▶ **What you have to do**: Reproduce all of the material word for word.

▶ **Supplied entries**:
==*==

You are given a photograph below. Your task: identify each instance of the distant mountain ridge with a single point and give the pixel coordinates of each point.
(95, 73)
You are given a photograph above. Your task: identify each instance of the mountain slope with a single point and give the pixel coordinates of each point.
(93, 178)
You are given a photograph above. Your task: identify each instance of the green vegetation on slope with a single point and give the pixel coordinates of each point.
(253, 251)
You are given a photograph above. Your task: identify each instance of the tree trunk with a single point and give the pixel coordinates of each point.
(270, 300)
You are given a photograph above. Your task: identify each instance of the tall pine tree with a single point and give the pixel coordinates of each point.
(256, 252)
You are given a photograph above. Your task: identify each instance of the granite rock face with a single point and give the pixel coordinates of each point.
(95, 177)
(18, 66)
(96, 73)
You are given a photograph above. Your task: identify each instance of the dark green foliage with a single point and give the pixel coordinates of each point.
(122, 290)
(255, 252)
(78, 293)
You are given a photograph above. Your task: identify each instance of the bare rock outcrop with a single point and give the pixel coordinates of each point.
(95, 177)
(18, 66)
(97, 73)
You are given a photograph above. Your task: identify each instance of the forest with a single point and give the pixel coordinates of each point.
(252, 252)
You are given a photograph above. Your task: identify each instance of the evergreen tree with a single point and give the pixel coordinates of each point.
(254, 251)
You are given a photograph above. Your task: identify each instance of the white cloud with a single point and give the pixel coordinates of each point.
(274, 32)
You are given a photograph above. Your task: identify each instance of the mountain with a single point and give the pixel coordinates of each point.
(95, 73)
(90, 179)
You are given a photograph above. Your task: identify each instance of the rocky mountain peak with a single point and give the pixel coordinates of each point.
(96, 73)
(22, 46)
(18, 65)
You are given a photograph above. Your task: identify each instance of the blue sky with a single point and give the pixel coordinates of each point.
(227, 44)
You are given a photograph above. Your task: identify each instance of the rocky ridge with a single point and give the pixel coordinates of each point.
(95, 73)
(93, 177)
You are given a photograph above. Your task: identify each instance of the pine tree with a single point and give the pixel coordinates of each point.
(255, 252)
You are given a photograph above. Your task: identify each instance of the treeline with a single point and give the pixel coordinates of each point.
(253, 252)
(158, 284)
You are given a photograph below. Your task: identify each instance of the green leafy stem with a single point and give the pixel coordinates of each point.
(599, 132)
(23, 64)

==*==

▶ **Final answer**:
You are given a photograph below. Your task: identify each instance of the distant mountain ridge with a single point and give the pixel coordinates of each point.
(95, 73)
You are given a photograph above. Your task: identify each instance of the mountain slope with a single point and give the pixel coordinates of each point.
(93, 178)
You are given a photograph above. Your task: identify each instance of the green vegetation on slope with a single point and give the pixel coordinates of each point.
(253, 251)
You are given a photograph above. Your task: identify each instance of the tree trunk with a single point and give the pixel coordinates of each point.
(270, 300)
You are given a photograph above. Your task: identify each instance of the tall pine tree with a single point and give the pixel coordinates of each point.
(256, 252)
You are given a photograph above. Your task: identify each instance of the granite rock face with a single point and give the pixel coordinates of each point.
(95, 177)
(18, 66)
(96, 73)
You are given a photograph above. Your task: identify each instance of the dark green foliage with a single point and give the pixel coordinates of each point.
(122, 290)
(255, 252)
(78, 293)
You are given a photograph above. Your task: identify each instance of the bare rock outcrop with a single point and give the pixel coordinates of each point.
(95, 177)
(18, 66)
(97, 73)
You are given a photograph above. Your task: identify each instance of the forest with a single point and give the pixel coordinates of each point.
(252, 252)
You are given a photograph above. Your task: identify each instance of the evergreen tree with a single point and give the pixel coordinates of each point.
(254, 251)
You are given a photograph above. Your task: identify each instance of the white cloud with a single point and give the pixel coordinates of each point.
(274, 32)
You are given a photograph above. Your task: identify each instance of the mountain with a single point and give the pixel coordinates of each point.
(95, 73)
(90, 179)
You are given a photograph above. Your task: identify each instance of the rocky mountain peak with a single point and give the pixel coordinates of each point.
(96, 73)
(22, 46)
(18, 65)
You are given a photograph above. Your task: identify each instance of the blue sky with a single point and give the pixel coordinates of each point.
(227, 44)
You are given a photograph above. Your task: identify each instance of the rocky ridge with a single point and give the pixel coordinates of each point.
(95, 73)
(93, 177)
You are given a photograph above. Your task: identify each instance of the pine tree with a single point and give the pixel coordinates of each point.
(255, 252)
You are given a photograph above. Your task: identify each instance of the treeline with a single point and give the pixel coordinates of each point.
(253, 252)
(158, 284)
You are given a photograph below. Your task: identify each instance of the green leafy stem with a single point and give the pixel coordinates of each point.
(599, 132)
(23, 64)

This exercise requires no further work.